Start of DATA FOR PROCESSING

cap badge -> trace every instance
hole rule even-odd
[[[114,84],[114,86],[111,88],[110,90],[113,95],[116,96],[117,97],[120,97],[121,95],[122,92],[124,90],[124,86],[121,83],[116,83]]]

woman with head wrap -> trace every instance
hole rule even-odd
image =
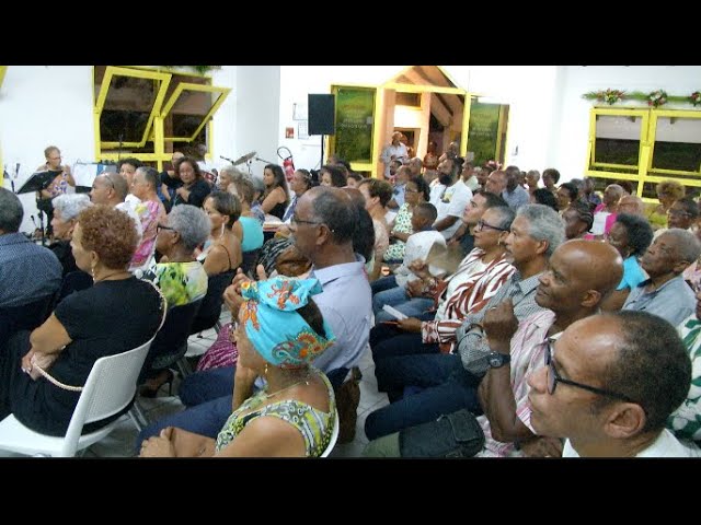
[[[239,347],[233,413],[217,440],[169,427],[143,457],[320,456],[331,441],[333,388],[310,363],[334,342],[311,295],[317,279],[249,281],[231,337]],[[265,387],[253,393],[256,377]]]

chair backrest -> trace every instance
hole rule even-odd
[[[76,455],[85,423],[114,416],[131,402],[137,377],[152,342],[153,338],[127,352],[95,361],[68,424],[61,456]]]
[[[182,306],[173,306],[168,311],[165,323],[156,335],[151,349],[143,363],[139,382],[143,381],[147,372],[160,370],[182,358],[187,351],[189,328],[202,306],[203,300],[197,300]]]
[[[324,452],[321,453],[321,456],[319,457],[329,457],[329,454],[331,454],[331,452],[333,451],[333,447],[336,446],[336,441],[338,440],[338,432],[341,431],[341,421],[338,418],[338,411],[336,411],[335,416],[336,417],[334,418],[333,432],[331,433],[331,441],[329,441],[326,448],[324,450]]]
[[[223,302],[223,291],[227,289],[235,276],[235,270],[225,271],[210,276],[207,282],[207,294],[202,300],[199,312],[193,320],[189,329],[191,334],[211,328],[219,320],[221,315],[221,303]]]

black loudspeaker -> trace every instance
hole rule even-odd
[[[309,94],[309,135],[335,135],[334,125],[335,97],[334,95]]]

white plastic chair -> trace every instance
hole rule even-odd
[[[321,453],[319,457],[329,457],[329,454],[333,451],[333,447],[336,446],[336,441],[338,440],[338,432],[341,431],[341,420],[338,419],[338,410],[336,410],[336,419],[333,424],[333,432],[331,433],[331,441],[329,441],[329,445]]]
[[[23,425],[13,415],[0,421],[0,450],[25,455],[72,457],[106,436],[117,420],[89,434],[83,425],[123,410],[136,393],[136,381],[146,360],[149,340],[134,350],[95,361],[64,438],[41,434]]]

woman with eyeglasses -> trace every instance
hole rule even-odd
[[[242,284],[231,339],[239,348],[233,413],[217,440],[168,427],[141,457],[319,457],[336,418],[333,388],[311,362],[334,342],[312,295],[317,279]],[[284,326],[285,330],[279,327]],[[260,377],[265,386],[254,392]]]
[[[196,259],[195,248],[209,236],[210,224],[200,208],[182,205],[157,226],[156,249],[163,257],[143,273],[143,279],[159,288],[169,310],[199,301],[207,293],[207,272]],[[147,397],[154,397],[160,386],[172,378],[168,369],[151,375],[141,392]]]
[[[54,207],[51,199],[68,192],[68,188],[76,188],[76,180],[70,173],[70,166],[61,165],[61,150],[55,145],[49,145],[44,150],[46,162],[36,168],[38,172],[57,172],[57,175],[45,189],[36,192],[36,207],[46,213],[46,234],[50,237],[54,234],[51,219],[54,219]]]
[[[482,310],[515,271],[507,260],[504,245],[514,217],[515,212],[507,207],[487,209],[474,229],[475,248],[462,259],[455,273],[445,280],[433,277],[428,272],[428,265],[423,261],[411,267],[420,278],[407,284],[411,295],[433,296],[435,308],[422,315],[422,318],[384,320],[395,328],[394,335],[411,335],[402,336],[402,340],[391,345],[393,348],[389,351],[394,352],[400,347],[403,348],[398,353],[448,353],[452,350],[456,331],[464,317]],[[395,307],[402,311],[401,305]],[[378,315],[378,319],[384,318],[383,314]],[[382,338],[377,330],[372,334],[374,357],[386,355],[379,348],[379,342],[383,339],[389,337]]]
[[[12,412],[36,432],[65,435],[80,397],[76,388],[85,384],[95,361],[154,336],[161,298],[127,270],[137,243],[134,220],[122,211],[92,206],[80,212],[71,248],[94,284],[68,295],[42,326],[14,340],[14,351],[0,366],[0,420]],[[83,432],[119,416],[91,422]]]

End of DATA FOR PROCESSING

• [YOUR TASK]:
Set down the material above as is, without any pictures.

• [ANSWER TO THE EXERCISE]:
cap badge -> trace every instance
hole rule even-odd
[[[114,84],[114,86],[111,88],[110,90],[113,95],[116,96],[117,97],[120,97],[121,95],[122,92],[124,90],[124,86],[121,83],[116,83]]]

woman with head wrap -> trace every instance
hole rule even-odd
image =
[[[239,347],[233,413],[217,440],[169,427],[143,457],[320,456],[331,441],[333,388],[310,363],[334,342],[311,295],[317,279],[249,281],[231,337]],[[265,387],[253,393],[256,377]]]

chair backrest -> trace every instance
hole rule even-odd
[[[76,455],[85,423],[114,416],[131,402],[137,377],[152,342],[153,338],[127,352],[95,361],[68,424],[61,456]]]
[[[182,306],[173,306],[168,311],[165,323],[156,335],[151,349],[143,363],[139,382],[143,381],[147,372],[160,370],[182,358],[187,351],[189,328],[202,306],[203,300],[197,300]]]
[[[324,452],[321,453],[321,456],[319,457],[329,457],[329,454],[331,454],[331,452],[333,451],[333,447],[336,446],[336,441],[338,440],[338,432],[341,431],[341,421],[338,418],[338,411],[336,411],[335,416],[336,417],[334,418],[333,432],[331,433],[331,441],[329,441],[326,448],[324,450]]]
[[[223,302],[223,291],[227,289],[235,276],[235,270],[225,271],[210,276],[207,282],[207,294],[202,300],[199,312],[193,320],[189,329],[191,334],[211,328],[219,320],[221,315],[221,303]]]

black loudspeaker -> trace every instance
hole rule even-odd
[[[309,94],[309,135],[335,135],[334,125],[335,97],[334,95]]]

white plastic chair -> trace every instance
hole rule even-odd
[[[321,453],[319,457],[329,457],[329,454],[333,451],[333,447],[336,446],[336,441],[338,440],[338,432],[341,431],[341,420],[338,419],[338,410],[336,410],[336,419],[333,424],[333,432],[331,433],[331,441],[329,441],[329,445]]]
[[[23,425],[13,415],[0,421],[0,450],[25,455],[72,457],[106,436],[117,420],[89,434],[83,425],[123,410],[136,393],[136,381],[146,360],[149,340],[134,350],[95,361],[64,438],[41,434]]]

woman with eyeglasses -> trace every instance
hole rule even-odd
[[[242,284],[231,339],[239,348],[233,413],[217,440],[168,427],[141,457],[319,457],[336,418],[333,388],[311,362],[334,342],[312,295],[317,279]],[[284,326],[285,330],[279,327]],[[260,377],[265,386],[254,392]]]
[[[196,259],[195,248],[209,236],[210,224],[200,208],[182,205],[157,226],[156,249],[163,257],[143,273],[143,279],[159,288],[169,310],[199,301],[207,293],[207,272]],[[147,397],[154,397],[160,386],[172,378],[168,369],[151,375],[141,392]]]
[[[54,207],[51,199],[68,192],[68,188],[76,188],[76,180],[70,173],[70,166],[61,165],[61,150],[55,145],[49,145],[44,150],[46,162],[36,168],[38,172],[57,172],[57,175],[45,189],[36,192],[36,207],[46,213],[46,234],[50,237],[54,234],[51,219],[54,219]]]
[[[482,310],[515,271],[507,260],[504,245],[514,217],[515,212],[507,207],[487,209],[474,229],[475,248],[462,259],[455,273],[445,280],[433,277],[428,272],[428,265],[423,261],[411,267],[420,278],[407,284],[411,295],[433,296],[435,308],[422,315],[422,318],[384,320],[395,328],[394,335],[411,335],[402,336],[402,340],[391,345],[393,348],[389,351],[394,352],[400,347],[403,348],[398,353],[448,353],[452,350],[456,331],[464,317]],[[395,307],[402,311],[401,305]],[[378,315],[378,319],[384,318],[383,314]],[[382,338],[377,330],[372,334],[374,357],[386,355],[379,348],[379,342],[383,339],[389,337]]]
[[[12,412],[36,432],[65,435],[80,397],[76,388],[85,384],[95,361],[154,336],[161,298],[127,270],[137,243],[134,220],[122,211],[92,206],[80,212],[71,248],[94,284],[68,295],[42,326],[14,340],[14,351],[0,366],[0,420]],[[83,432],[119,416],[91,422]]]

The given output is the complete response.